▶ [WRITTEN PROBLEM 1]: In the theater review below, which actor plays Golda, Tevye's wife, in "Fiddler on the Roof"?
▶ [WRITTEN PROBLEM 2]: State whether each statement agrees with the theater review below. Answer yes or no, and quote the deciding words. (a) The "Fiddler on the Roof" production runs through December 1. (b) Sheldon Harnick wrote the music for "Fiddler." (c) "Pacific Overtures" is playing at La Mirada Theatre.
▶ [WRITTEN PROBLEM 3]: Write the next part of the theater review, starting after its last sentence.

▶ [DOCUMENT EXTRACT]:
Musical metamorphoses: 'Fiddler,' 'Pacific,' 'Cage,' 'Back to the Future'
Plus 'Waiting for Godot,' 'A Doll's House Part 2,' 'Antíkoni,' 'The Goddamn Couple...'
The times they are a-changin’ in the musicals currently occupying four of LA County’s larger theaters. And changing times often result in compelling theater. That’s true of three out of these four musicals — but their styles are strikingly different.
This ‘Fiddler’ is still ‘on the roof’
Look at “Fiddler on the Roof,” starring Jason Alexander as Tevye at La Mirada Theatre. The changes within its story are stark — from an opening scene that musically exalts “Tradition” to the drastic upheavals of tradition throughout the rest of the script.
But who would have guessed that this classic (1964) musical is freshly relevant — on two fronts — six decades later?
First, the “Fiddler” narrative is set in Ukraine, early in the 20th century, when it was still controlled by the czarist version of Imperial Russia. Although Tevye’s village of “Anatevka” was fictional, it was supposedly in the area of Ukraine where the source material — stories about Tevye the Milkman — were set by Sholem Aleichem (originally named Solomon Naumovich Rabinovich).
In “Fiddler,” antisemitic Russian soldiers actively abuse the leading characters, who are Jews. Of course, now Ukraine — led by a Jewish president, Volodymyr Zelenskyy — is under attack by the 21st-century-Putinist version of Imperial Russia.
Additionally (spoiler alert), at the end Tevye and his remaining family members are given a tight deadline to leave. They depart for America, the primary destination for Europeans fleeing oppression. Nowadays, the next US president is vowing to start mass deportations of immigrants on day one — and he initially called Putin’s invasion of Ukraine “genius.”
“Fiddler” was created by Jews: Joseph Stein (the book), Jerry Bock (the music), and Sheldon Harnick (the lyrics, and the last survivor of the trio — he died last year). They probably wouldn’t have approved of the recent events that have made “Fiddler” freshly relevant.
Jason Alexander might be the shortest Tevye I’ve ever seen — shorter than many of the other actors onstage. But he enlarges his force field accordingly when he’s making a big point as the Papa. On the other hand, if you still identify Alexander primarily as George Costanza in “Seinfeld,” you might find that Tevye has a few lines and moments that are reminiscent of moods that George might have felt occasionally.
Lonny Price’s staging is top-notch across the boards. He expands the stage to the side aisles at one touching moment in the tale. Valerie Perri is a classic Golda, Tevye’s wife. Their three older daughters are in the gifted hands and voices of Rachel Ravel, Alanna J. Smith and Emerson Glick. Playing the sisters’ suitors are Cameron Mabie as the accommodating tailor, Remy Laufer as the rebellious tutor and Sawyer Patterson as (gulp) the tall Russian who eventually spurns his comrades. Ron Orbach perfectly embodies Lazar Wolf the butcher, and Eileen T’Kaye is an appropriately yappy yenta.
Would you believe that the LA Times hasn’t yet reviewed this “Fiddler”? It plays through December 1.
Perry in ‘Pacific’…but no Pearl Harbor
“The Advantages of Floating in the Middle of the Sea,” the opening song of “Pacific Overtures” at East West Players, is the thematic equivalent of the first song in “Fiddler” — “Tradition.” “Floating” describes an extremely traditional, perhaps even more circumscribed culture — in this case, mid-19th-century Japan.

▶ [COLLECTED MATERIAL]:
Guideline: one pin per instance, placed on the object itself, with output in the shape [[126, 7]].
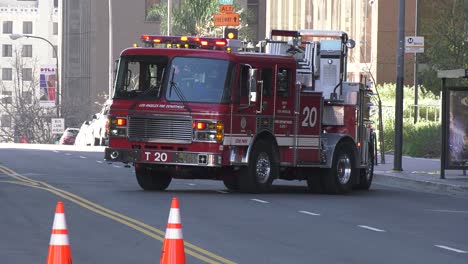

▶ [REPLY 1]: Valerie Perri

▶ [REPLY 2]:
(a) Yes: "It plays through December 1."
(b) No: "Jerry Bock (the music), and Sheldon Harnick (the lyrics"
(c) No: "“Pacific Overtures” at East West Players"

▶ [REPLY 3]:
But the Japanese isolation is about to be disturbed — by changes initiated by Americans. In 1853 and 1854, US Navy Commodore Matthew Perry and his gunboats arrived and prodded Japan into opening its doors to trade and relations with other countries.
In 1974, producer Harold Prince announced plans to produce a play by young John Weidman, about Perry and Japan. A few months later, however, Prince decided the project should be a musical, with a score by his frequent collaborator Stephen Sondheim, “who really thought that I was crazy,” Prince later recalled. “I thought, maybe we could do this strange, hybrid musical revue, with a story, but not particularly linear characters…the story of America and Japan.” Sondheim joined the team. So did Hugh Wheeler, who contributed to Weidman’s book. It opened on Broadway in 1976 — as many Americans were beginning to buy cars from Japan, as opposed to Detroit.
“Pacific Overtures” is Sondheim’s most audacious departure from standard musical narrative expectations. And yes, even in the lustrous revival that former East West artistic director Tim Dang has staged for his former company — complete with haunting music and dance sequences — the book is still something of a hot mess.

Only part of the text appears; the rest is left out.